■ 待完成: 返回以下条目中所有包含单词“person”的行，逐行照抄。匹配时区分大小写。

——————————

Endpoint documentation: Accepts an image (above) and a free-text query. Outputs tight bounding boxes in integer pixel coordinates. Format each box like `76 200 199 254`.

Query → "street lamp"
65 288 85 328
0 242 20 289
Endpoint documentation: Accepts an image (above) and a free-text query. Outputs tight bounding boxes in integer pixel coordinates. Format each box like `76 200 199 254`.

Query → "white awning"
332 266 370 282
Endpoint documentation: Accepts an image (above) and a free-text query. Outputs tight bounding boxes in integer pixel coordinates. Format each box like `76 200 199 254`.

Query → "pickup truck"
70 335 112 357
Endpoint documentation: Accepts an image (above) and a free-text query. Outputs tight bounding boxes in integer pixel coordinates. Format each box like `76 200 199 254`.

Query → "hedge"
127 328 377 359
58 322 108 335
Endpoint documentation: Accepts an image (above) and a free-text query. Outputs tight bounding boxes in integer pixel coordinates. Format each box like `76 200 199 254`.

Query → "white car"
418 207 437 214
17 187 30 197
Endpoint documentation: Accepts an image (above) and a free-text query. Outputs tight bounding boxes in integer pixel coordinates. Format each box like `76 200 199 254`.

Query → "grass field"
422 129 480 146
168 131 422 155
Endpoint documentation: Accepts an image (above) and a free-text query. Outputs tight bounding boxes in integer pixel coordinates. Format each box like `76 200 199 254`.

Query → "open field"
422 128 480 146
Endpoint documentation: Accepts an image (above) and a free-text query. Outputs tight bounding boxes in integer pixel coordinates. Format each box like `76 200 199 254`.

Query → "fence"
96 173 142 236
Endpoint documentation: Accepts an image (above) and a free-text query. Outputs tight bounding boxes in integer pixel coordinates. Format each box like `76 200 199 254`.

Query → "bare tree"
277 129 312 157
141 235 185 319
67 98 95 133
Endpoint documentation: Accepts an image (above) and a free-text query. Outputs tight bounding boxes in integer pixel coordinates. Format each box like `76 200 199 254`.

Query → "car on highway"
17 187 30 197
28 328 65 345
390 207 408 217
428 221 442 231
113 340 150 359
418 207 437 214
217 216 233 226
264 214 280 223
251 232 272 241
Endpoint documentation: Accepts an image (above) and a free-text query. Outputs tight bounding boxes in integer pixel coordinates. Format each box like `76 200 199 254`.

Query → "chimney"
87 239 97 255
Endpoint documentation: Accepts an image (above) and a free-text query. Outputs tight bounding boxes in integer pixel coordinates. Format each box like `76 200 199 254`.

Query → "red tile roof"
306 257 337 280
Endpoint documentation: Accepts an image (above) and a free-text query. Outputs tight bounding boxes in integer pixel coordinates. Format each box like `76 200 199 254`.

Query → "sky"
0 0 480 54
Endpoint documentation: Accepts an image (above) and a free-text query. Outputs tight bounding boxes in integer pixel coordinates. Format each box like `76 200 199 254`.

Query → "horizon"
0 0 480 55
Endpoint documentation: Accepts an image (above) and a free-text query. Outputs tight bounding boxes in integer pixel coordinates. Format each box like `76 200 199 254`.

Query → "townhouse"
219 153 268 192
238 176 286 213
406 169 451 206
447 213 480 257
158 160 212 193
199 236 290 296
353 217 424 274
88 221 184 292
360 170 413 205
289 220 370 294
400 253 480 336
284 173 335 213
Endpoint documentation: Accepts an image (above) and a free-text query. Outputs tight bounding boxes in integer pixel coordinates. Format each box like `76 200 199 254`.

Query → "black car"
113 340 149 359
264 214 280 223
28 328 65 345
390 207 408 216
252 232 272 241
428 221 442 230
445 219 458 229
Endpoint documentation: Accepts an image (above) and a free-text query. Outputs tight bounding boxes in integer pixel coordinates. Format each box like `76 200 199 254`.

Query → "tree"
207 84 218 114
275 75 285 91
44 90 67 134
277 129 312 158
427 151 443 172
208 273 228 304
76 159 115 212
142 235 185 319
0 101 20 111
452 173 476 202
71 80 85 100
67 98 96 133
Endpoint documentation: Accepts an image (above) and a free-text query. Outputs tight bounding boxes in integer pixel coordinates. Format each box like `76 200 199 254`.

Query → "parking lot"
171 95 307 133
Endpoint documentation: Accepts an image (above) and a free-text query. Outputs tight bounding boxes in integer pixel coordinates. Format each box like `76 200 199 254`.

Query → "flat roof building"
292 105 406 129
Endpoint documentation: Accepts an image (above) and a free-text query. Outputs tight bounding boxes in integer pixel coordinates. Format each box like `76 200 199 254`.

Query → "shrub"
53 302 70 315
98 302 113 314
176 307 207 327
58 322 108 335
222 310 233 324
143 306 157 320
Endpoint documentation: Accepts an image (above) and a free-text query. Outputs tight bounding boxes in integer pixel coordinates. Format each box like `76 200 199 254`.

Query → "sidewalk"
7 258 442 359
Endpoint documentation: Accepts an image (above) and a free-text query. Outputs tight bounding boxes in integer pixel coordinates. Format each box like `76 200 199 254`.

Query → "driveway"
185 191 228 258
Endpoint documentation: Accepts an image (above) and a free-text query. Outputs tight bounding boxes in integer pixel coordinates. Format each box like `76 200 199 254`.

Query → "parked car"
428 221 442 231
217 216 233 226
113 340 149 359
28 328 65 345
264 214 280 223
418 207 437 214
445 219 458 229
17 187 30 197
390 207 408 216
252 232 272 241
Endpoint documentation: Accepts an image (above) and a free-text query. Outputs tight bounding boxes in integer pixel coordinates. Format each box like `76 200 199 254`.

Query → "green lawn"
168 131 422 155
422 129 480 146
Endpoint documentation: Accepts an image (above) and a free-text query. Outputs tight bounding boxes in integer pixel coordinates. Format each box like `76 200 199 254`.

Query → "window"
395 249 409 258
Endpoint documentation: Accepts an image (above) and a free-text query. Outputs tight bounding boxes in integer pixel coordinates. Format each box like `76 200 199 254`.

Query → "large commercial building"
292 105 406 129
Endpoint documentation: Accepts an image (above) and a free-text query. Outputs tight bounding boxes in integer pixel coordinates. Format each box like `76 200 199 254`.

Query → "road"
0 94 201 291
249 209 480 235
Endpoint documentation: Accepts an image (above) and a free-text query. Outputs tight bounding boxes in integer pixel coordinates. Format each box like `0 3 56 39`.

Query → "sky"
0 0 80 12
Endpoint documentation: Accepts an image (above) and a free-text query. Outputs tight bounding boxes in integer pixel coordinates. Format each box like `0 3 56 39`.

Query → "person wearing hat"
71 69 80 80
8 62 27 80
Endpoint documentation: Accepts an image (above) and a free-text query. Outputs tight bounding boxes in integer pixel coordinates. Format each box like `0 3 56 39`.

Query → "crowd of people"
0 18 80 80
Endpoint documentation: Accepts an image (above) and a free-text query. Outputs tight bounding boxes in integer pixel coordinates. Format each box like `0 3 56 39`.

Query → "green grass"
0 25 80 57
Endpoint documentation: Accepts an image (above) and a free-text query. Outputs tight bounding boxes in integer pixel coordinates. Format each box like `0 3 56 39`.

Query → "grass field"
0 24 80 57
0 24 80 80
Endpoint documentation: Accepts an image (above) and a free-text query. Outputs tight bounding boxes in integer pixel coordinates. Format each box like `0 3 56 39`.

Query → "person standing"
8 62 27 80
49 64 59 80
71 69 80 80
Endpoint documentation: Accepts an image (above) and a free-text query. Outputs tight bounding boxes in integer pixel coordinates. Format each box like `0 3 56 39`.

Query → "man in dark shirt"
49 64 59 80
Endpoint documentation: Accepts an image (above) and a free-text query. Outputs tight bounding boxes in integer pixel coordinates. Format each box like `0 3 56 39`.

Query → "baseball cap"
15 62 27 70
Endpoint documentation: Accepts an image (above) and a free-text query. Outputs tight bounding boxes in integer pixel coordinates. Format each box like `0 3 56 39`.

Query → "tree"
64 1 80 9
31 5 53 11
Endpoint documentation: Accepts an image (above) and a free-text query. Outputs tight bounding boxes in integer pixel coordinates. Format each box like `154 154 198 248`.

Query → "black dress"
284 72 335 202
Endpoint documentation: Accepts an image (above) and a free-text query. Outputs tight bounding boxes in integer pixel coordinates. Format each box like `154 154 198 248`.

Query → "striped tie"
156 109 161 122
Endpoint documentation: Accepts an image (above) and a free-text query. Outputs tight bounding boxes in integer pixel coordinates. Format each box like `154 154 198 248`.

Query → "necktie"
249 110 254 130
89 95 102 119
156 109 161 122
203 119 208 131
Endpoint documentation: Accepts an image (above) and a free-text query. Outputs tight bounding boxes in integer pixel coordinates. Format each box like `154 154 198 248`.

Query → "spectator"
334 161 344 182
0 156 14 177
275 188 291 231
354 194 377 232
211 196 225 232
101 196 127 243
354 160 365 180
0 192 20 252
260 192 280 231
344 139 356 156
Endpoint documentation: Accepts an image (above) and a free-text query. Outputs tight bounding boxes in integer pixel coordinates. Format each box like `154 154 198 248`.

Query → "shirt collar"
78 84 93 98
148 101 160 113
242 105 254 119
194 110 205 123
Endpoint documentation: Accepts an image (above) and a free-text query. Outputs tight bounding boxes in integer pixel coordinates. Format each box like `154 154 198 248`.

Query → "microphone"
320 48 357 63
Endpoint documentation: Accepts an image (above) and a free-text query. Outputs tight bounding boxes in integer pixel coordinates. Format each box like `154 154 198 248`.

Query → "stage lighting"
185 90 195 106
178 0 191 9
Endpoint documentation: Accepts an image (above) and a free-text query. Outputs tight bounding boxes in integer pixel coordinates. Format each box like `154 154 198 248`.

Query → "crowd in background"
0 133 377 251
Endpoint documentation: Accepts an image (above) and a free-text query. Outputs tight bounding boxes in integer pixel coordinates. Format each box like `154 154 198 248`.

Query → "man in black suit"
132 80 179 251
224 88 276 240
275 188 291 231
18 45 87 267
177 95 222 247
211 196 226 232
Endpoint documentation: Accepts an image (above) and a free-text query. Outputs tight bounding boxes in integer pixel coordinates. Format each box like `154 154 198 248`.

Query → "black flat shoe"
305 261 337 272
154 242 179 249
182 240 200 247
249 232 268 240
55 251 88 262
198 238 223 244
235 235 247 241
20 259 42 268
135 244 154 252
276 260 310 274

——————————

■ 最终答案:
Query → "person wearing hat"
Query → "person standing"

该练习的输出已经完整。